----- Working data
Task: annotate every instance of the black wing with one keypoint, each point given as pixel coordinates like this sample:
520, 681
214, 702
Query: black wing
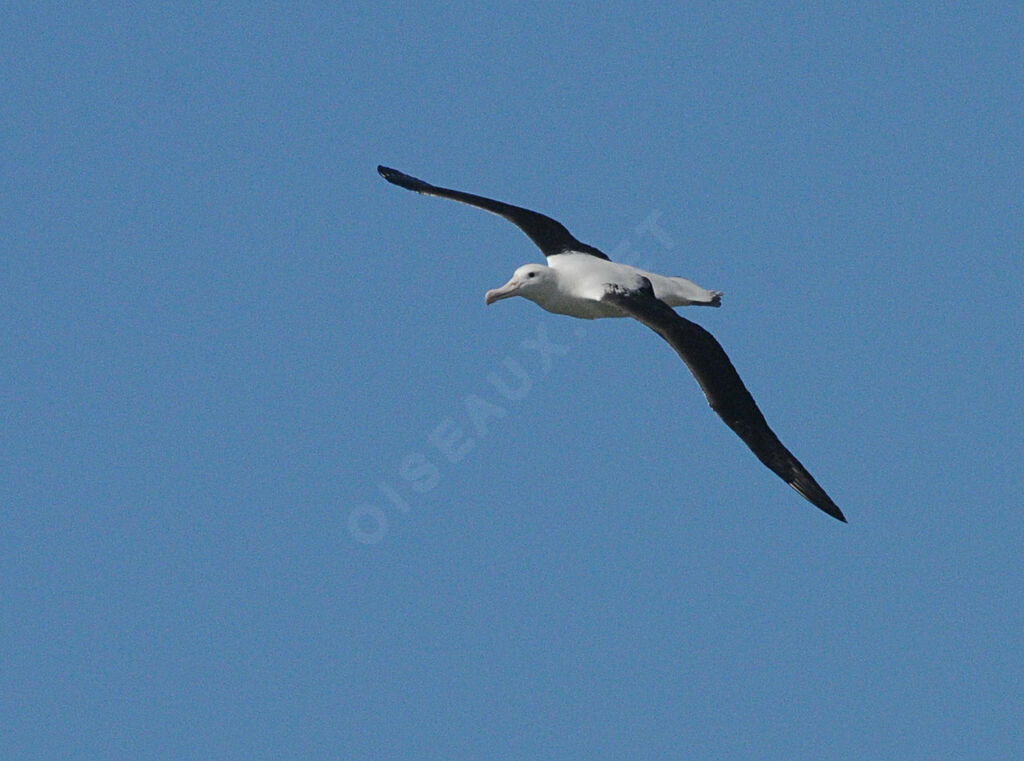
723, 387
548, 235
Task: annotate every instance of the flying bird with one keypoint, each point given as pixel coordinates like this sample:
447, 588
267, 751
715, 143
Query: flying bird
580, 281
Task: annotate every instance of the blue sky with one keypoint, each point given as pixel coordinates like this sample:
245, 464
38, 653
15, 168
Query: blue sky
278, 484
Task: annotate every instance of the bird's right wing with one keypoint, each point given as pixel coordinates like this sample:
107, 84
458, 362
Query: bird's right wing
549, 236
722, 385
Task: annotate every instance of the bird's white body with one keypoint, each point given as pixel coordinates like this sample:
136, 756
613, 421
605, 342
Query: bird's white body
574, 284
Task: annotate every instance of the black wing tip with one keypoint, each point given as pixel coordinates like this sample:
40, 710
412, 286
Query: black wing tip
401, 179
817, 497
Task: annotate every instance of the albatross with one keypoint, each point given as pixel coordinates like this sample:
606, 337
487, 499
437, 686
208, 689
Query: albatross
580, 281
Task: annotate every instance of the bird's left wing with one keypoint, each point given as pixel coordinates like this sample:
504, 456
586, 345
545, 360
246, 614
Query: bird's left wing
722, 385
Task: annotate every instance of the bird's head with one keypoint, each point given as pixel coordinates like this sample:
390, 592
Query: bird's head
529, 281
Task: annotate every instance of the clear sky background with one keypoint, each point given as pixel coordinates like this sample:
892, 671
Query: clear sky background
275, 483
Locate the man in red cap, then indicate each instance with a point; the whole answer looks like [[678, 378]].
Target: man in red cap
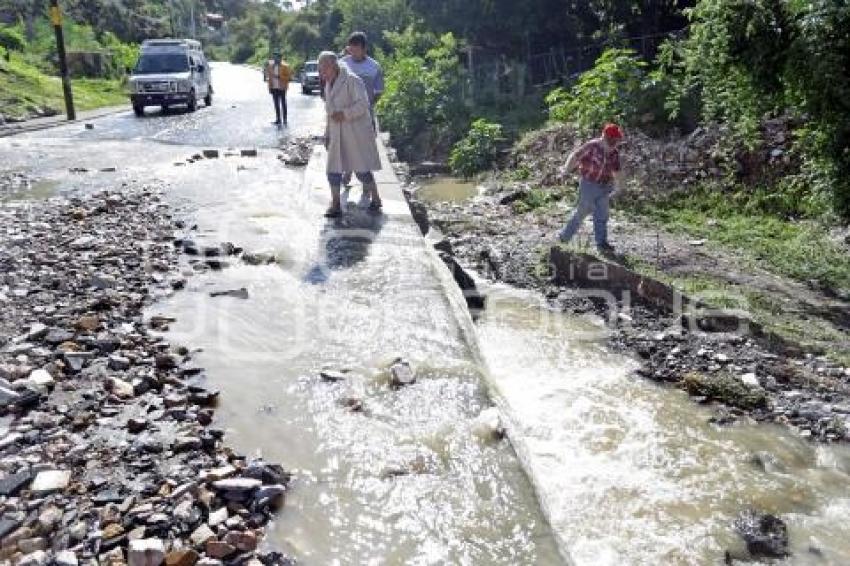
[[597, 161]]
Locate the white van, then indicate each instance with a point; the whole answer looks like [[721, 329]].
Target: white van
[[170, 71]]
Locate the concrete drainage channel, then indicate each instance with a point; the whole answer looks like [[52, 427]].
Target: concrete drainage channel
[[625, 470]]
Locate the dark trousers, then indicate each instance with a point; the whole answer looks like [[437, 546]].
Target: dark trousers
[[279, 100]]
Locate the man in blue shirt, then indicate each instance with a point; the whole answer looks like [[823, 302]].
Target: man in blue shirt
[[369, 71]]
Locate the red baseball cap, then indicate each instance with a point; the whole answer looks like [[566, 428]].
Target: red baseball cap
[[612, 131]]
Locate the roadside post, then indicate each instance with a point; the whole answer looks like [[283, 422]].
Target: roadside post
[[56, 20]]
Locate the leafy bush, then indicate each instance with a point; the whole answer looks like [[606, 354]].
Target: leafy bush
[[422, 99], [11, 39], [478, 150], [617, 88], [747, 59]]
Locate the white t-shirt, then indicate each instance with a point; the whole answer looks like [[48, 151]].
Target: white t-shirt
[[370, 73]]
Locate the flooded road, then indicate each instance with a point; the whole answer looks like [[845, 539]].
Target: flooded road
[[624, 471]]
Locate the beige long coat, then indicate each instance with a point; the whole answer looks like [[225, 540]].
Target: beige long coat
[[351, 143]]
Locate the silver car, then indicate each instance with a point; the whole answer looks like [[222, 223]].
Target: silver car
[[170, 72]]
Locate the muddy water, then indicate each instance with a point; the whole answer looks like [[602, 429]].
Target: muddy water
[[632, 473], [405, 481], [446, 189]]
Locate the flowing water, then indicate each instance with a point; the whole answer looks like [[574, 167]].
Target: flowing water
[[632, 473], [625, 471], [446, 189], [407, 480]]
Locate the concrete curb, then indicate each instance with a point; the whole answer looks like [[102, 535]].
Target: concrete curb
[[38, 124]]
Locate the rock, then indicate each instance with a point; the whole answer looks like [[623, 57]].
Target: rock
[[146, 552], [83, 243], [30, 545], [121, 388], [11, 484], [58, 336], [41, 378], [266, 473], [332, 376], [724, 388], [50, 481], [36, 332], [243, 541], [112, 530], [488, 424], [201, 535], [118, 363], [49, 518], [7, 526], [235, 293], [401, 374], [65, 558], [750, 380], [136, 425], [219, 549], [766, 535], [183, 557], [258, 258], [217, 474], [237, 487], [8, 397], [165, 362], [269, 496], [218, 517], [38, 558]]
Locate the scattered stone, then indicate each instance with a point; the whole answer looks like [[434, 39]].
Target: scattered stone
----------
▶ **Exercise brief**
Please return every item above word for word, leaving out the pictures.

▶ **Expected answer**
Task: annotate every instance of the black wing with one keypoint, each point given as pixel coordinates like this sample:
520, 681
214, 702
Query: black wing
723, 387
548, 235
Task: annotate every instance of the flying bird with one keypoint, each point given as pixel coordinates like this sample:
447, 588
267, 751
715, 143
Query: flying bird
580, 281
Task: annotate every instance of the blue sky with one keypoint, each point given as pixel coordinates like this sample:
245, 464
38, 653
15, 168
Query: blue sky
278, 484
Task: annotate every instance of the bird's right wing with one keypoint, each point given as pixel coordinates like this sample:
107, 84
458, 362
Query: bird's right wing
549, 236
722, 385
Task: annotate every instance of the bird's white body with one keypoint, each point given as pixel coordinates like this sample:
136, 756
613, 421
605, 342
Query: bird's white body
574, 284
Task: annotate every instance of the black wing tip with one keypoint, each point given as pixel coordinates like this sample:
40, 710
412, 286
Query: black wing tip
401, 179
817, 497
Task: annotate every instance of the albatross with one keypoint, each point given as pixel coordinates like this sample:
606, 337
487, 499
437, 686
208, 689
Query: albatross
580, 281
Task: annotate every instance of the bird's left wing with one keypoint, each point given as pixel coordinates like this sample:
504, 456
586, 345
545, 360
246, 614
Query: bird's left wing
722, 385
Task: annotate every instance of the bird's head with one keypoint, each point given as pixel coordinates like this sample:
390, 592
Query: bird's head
529, 281
Task: annotate every instance of the clear sky background with one keypoint, each point given as pixel coordinates like this sample:
892, 671
Query: clear sky background
275, 483
Locate the man in red cap, then indicate each instance with a point; the whole answer looks like [[678, 378]].
Target: man in red cap
[[597, 161]]
Locate the white van, then indicate each instance with a point; the whole answer looks like [[721, 329]].
Target: white van
[[170, 71]]
Locate the concrete drainage channel, then indicate each instance with a point; the whole answer looks like [[52, 427]].
Target: concrete drainage channel
[[625, 470]]
Locate the dark trousers, then indicate each instance with a point; the whole answer looks like [[437, 546]].
Target: dark trousers
[[279, 100]]
Locate the man in blue shirt, then indicate each instance with a point; the whole answer looks like [[823, 302]].
Target: man in blue shirt
[[369, 71]]
Locate the red baseball cap, then indicate each instance with a point; the whole answer looks like [[566, 428]].
Target: red baseball cap
[[612, 131]]
Locate the roadside post, then indicate each instance with a point; the whole answer looks like [[283, 422]].
Target: roadside post
[[56, 20]]
Locate the leafy bush, then indicate each instance with a point; the whole answer looks like [[606, 354]].
Target: leafy bush
[[422, 99], [11, 39], [478, 150], [617, 88], [747, 59]]
Locate the white t-shirt, then indicate each instance with a point; the whole answer looks like [[48, 151]].
Target: white t-shirt
[[370, 73]]
Locate the flooded road, then indicate each instance with a point; the whole answer looks like [[845, 539]].
Target: flooded road
[[624, 471]]
Locate the beige long coat, then indicate each instance with a point; the whole answer looks like [[225, 540]].
Target: beige long coat
[[351, 143]]
Locate the silver car, then indicate each instance with a point; the whole answer looks like [[222, 223]].
Target: silver car
[[170, 72]]
Locate the muddy water, then indicate each instance with a point; the whole answer looks like [[602, 429]].
Target: muddy water
[[632, 473], [405, 481], [446, 189]]
Locate the flowing water, then indicate each instance with a point; the whole answer looks like [[574, 167]].
Target: flowing water
[[632, 473], [625, 471], [446, 189], [407, 480]]
Locate the concrete curb, then indicate each instance with a point; the whole answer looks like [[102, 535]].
Target: concrete curb
[[38, 124]]
Locate the rock, then indicate each instance with a point; the whole answer looks like [[623, 57]].
Target: rock
[[146, 552], [83, 243], [30, 545], [121, 388], [11, 484], [58, 336], [41, 378], [266, 473], [332, 376], [724, 388], [50, 481], [36, 332], [243, 541], [112, 530], [488, 424], [201, 535], [118, 363], [49, 518], [7, 526], [235, 293], [401, 374], [65, 558], [750, 380], [136, 425], [219, 549], [766, 535], [183, 557], [258, 258], [217, 474], [237, 487], [8, 397], [165, 362], [269, 496], [218, 517], [38, 558]]
Locate the scattered stone, then indicate each instance with a point; the whole answer looks like [[434, 39]].
Target: scattered stone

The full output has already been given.